RECORDS SHOWN:
━━━

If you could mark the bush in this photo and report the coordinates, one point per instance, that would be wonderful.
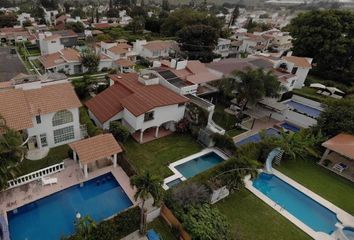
(119, 131)
(224, 142)
(117, 227)
(92, 130)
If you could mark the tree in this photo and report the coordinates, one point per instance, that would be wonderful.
(84, 227)
(337, 117)
(146, 186)
(11, 153)
(90, 60)
(77, 27)
(251, 86)
(120, 132)
(327, 36)
(206, 223)
(198, 42)
(8, 20)
(165, 5)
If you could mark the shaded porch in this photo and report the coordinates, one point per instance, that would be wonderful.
(96, 152)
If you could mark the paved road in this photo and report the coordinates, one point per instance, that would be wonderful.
(10, 65)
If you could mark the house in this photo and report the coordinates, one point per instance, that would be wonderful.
(223, 47)
(66, 60)
(154, 49)
(185, 76)
(47, 117)
(140, 103)
(52, 42)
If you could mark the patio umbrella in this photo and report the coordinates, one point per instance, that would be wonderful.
(318, 85)
(333, 90)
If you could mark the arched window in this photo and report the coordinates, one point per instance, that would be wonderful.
(62, 117)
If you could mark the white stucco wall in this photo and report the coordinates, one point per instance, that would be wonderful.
(47, 127)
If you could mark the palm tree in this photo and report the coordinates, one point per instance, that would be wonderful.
(11, 154)
(146, 185)
(251, 86)
(84, 227)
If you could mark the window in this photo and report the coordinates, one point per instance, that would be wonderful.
(44, 142)
(62, 117)
(64, 134)
(148, 116)
(38, 119)
(294, 70)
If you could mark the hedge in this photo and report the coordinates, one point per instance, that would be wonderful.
(92, 130)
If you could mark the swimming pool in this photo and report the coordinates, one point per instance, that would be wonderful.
(290, 127)
(304, 109)
(53, 217)
(255, 138)
(302, 207)
(199, 164)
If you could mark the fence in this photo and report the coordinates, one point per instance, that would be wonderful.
(35, 175)
(168, 216)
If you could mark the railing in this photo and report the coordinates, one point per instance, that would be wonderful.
(35, 175)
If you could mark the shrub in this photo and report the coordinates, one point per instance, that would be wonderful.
(224, 142)
(119, 131)
(206, 223)
(92, 130)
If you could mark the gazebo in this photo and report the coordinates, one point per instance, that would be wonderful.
(340, 151)
(96, 149)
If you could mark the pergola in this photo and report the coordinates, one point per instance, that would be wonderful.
(92, 149)
(343, 144)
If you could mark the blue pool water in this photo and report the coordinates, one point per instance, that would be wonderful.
(290, 127)
(53, 216)
(296, 203)
(310, 111)
(257, 137)
(198, 165)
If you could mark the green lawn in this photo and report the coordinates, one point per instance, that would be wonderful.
(55, 155)
(251, 218)
(325, 183)
(155, 156)
(162, 228)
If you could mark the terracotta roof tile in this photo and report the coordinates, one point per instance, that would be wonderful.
(52, 98)
(15, 110)
(298, 61)
(96, 148)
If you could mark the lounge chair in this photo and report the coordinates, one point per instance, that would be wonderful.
(49, 181)
(340, 167)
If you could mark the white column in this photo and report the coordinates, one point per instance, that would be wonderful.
(324, 156)
(85, 171)
(115, 160)
(157, 132)
(141, 136)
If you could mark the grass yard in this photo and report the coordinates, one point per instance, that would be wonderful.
(55, 155)
(155, 156)
(325, 183)
(222, 118)
(162, 228)
(251, 218)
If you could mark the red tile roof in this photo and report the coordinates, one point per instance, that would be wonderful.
(129, 93)
(96, 148)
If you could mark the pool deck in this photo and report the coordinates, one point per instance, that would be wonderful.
(344, 217)
(70, 176)
(178, 175)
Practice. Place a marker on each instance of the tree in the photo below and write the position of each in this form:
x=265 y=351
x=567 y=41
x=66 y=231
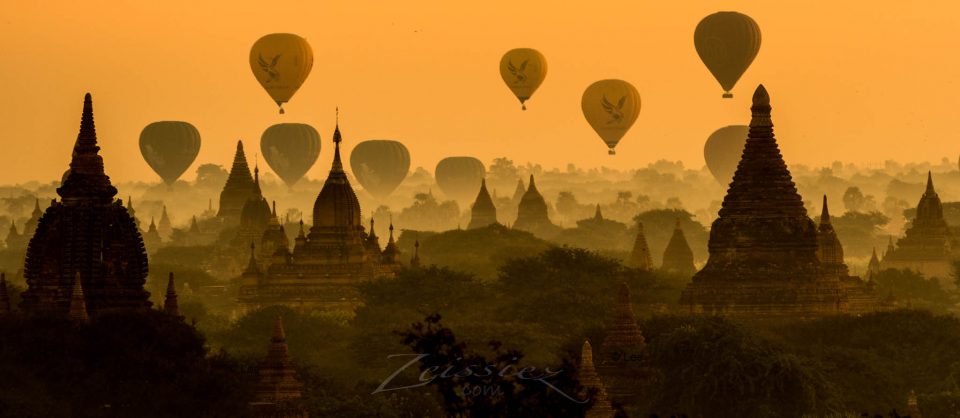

━━━

CHALLENGE: Count the lines in the data above that contain the string "tree", treating uppercase and lowercase letters as different. Reply with the number only.

SOLUTION BELOW: 3